• [Source extract]:
In our preliminary work [10], we first brought forward the scalable coding framework that jointly and compactly represents the features and textures. Based on the proposed scalable encoder, the visual information can be adaptively conveyed according to the dynamically varying requirements. For visual analysis tasks, the abstraction with the base layer only is sufficient, which significantly reserves the bandwidth. However, when the visual signals are required to be further monitored, the base plus enhancement layers are transmitted to accomplish signal level representation. Based on the removal of redundancy between base and enhancement layers, the scalable representation structure greatly facilitates efficient visual analysis and monitoring. In general, the visual analysis tasks may be performed more frequently than human involved monitoring, such that it is feasible and practical to frequently get access to the decoded base layer for the visual analysis. In this work, we aim to further optimize this framework, leading to superior performance in terms of the rate-distortion and rate-accuracy.

• [Dataset records]:

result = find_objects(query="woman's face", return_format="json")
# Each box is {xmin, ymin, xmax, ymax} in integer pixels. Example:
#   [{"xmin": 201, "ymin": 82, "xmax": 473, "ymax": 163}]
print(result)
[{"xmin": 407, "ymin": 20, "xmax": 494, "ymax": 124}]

• [Requirements]: In the scalable coding extract, what is transmitted when the visual signals need further monitoring?

• [Expected output]: The base plus enhancement layers.